### WORKING DATA ###

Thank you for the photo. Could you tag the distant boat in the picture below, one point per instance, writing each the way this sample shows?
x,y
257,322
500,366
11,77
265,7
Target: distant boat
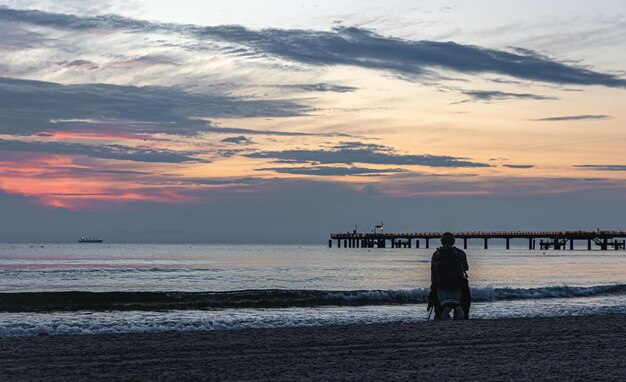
x,y
90,240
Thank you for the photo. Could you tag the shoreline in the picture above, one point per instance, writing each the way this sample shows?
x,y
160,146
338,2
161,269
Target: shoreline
x,y
563,348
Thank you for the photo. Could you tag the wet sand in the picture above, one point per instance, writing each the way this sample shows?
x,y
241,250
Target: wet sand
x,y
557,349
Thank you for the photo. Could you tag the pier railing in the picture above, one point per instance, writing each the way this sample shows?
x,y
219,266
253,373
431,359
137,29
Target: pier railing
x,y
548,239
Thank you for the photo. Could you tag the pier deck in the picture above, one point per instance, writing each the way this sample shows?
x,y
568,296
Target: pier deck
x,y
615,239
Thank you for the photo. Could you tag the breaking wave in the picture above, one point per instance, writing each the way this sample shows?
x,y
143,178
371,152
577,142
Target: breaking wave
x,y
269,298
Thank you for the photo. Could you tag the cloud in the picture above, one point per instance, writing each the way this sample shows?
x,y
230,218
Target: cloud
x,y
321,87
574,118
353,152
491,95
331,171
603,167
30,107
240,140
518,166
117,152
79,64
345,46
364,48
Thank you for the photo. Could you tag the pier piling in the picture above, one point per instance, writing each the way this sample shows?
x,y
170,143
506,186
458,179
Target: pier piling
x,y
556,240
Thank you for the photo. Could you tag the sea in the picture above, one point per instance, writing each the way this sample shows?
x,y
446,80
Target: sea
x,y
75,289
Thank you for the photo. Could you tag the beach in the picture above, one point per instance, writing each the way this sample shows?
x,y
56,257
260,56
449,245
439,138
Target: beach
x,y
554,348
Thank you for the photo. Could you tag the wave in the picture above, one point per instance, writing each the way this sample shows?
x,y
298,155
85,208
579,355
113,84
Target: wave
x,y
269,298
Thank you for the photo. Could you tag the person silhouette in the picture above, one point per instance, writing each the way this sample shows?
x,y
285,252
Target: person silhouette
x,y
449,283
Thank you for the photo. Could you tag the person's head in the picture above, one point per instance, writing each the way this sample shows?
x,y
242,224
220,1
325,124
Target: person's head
x,y
447,239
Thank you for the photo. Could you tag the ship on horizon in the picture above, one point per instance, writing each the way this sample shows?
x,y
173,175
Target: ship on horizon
x,y
90,240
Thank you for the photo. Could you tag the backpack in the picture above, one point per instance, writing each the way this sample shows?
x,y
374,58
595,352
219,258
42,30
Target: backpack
x,y
449,268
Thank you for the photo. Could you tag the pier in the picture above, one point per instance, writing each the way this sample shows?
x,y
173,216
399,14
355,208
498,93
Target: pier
x,y
557,240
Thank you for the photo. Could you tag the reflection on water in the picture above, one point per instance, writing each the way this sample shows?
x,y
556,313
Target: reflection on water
x,y
228,267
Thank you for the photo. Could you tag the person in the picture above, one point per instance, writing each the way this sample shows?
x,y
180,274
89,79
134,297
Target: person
x,y
449,283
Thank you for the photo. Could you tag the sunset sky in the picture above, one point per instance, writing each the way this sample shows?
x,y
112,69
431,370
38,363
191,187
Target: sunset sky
x,y
283,121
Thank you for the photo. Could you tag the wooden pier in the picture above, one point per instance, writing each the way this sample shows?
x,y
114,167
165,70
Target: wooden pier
x,y
558,240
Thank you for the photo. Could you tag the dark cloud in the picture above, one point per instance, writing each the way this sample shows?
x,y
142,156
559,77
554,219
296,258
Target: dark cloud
x,y
493,95
364,48
574,118
331,171
352,152
30,107
603,167
240,140
520,166
103,151
347,46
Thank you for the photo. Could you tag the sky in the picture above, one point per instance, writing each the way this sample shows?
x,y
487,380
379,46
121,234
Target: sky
x,y
283,121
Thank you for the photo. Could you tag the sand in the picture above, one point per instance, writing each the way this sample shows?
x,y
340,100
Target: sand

###

EXERCISE AIM: For this exercise, please retype exactly the lines in the listing from the line with "Thank you for the photo. Could you tag the backpack" through its last line, both ends included.

RESULT FOR THIS EXERCISE:
Thank you for the photo. Could you tag the backpack in the picture above, one point per instance, writing each the way this sample shows?
x,y
374,58
595,352
219,258
42,30
Target: backpack
x,y
449,268
Thank you for the photo. Could you tag the pier in the picture above, one point per instance, writing each the way this sample shows?
x,y
173,216
399,14
355,208
498,93
Target: pier
x,y
557,240
Thank you for the photo. Could you tag the reflection on water in the picture above, one point per instance, writing each the way this sample shows?
x,y
556,313
Target: reflection on water
x,y
228,267
Thank you for the photo. Could you tag the person in the picture above, one point per instance, writing each the way this sample shows?
x,y
180,274
89,79
134,297
Target: person
x,y
449,283
Thank you for the photo. Could you tag the sunset sky in the picture above, one point per instance, writing each the way this sample shows?
x,y
112,69
431,370
38,363
191,187
Target: sunset sky
x,y
283,121
Thank you for the photo. Could you tag the wooden pier in the picture above, one point per instance, writing each the way this sample shows?
x,y
114,167
165,70
Target: wooden pier
x,y
558,240
Thank you for the photo. Could you tag the dark cloud in the picture above, one point per instance, writing each the way this sample shows?
x,y
142,156
559,77
554,219
296,258
Target: dark cloud
x,y
493,95
364,48
574,118
331,171
352,152
30,107
603,167
240,140
520,166
103,151
347,46
Thank you for the photo. Could you tag the sky in the picture above, one point per instance, writing each the way this sample shows?
x,y
487,380
379,46
121,234
Target: sky
x,y
283,121
Thank you for the photo. Could you tag the sand in the picture above, one point per instance, writing each the way this sample shows?
x,y
340,100
Target: sand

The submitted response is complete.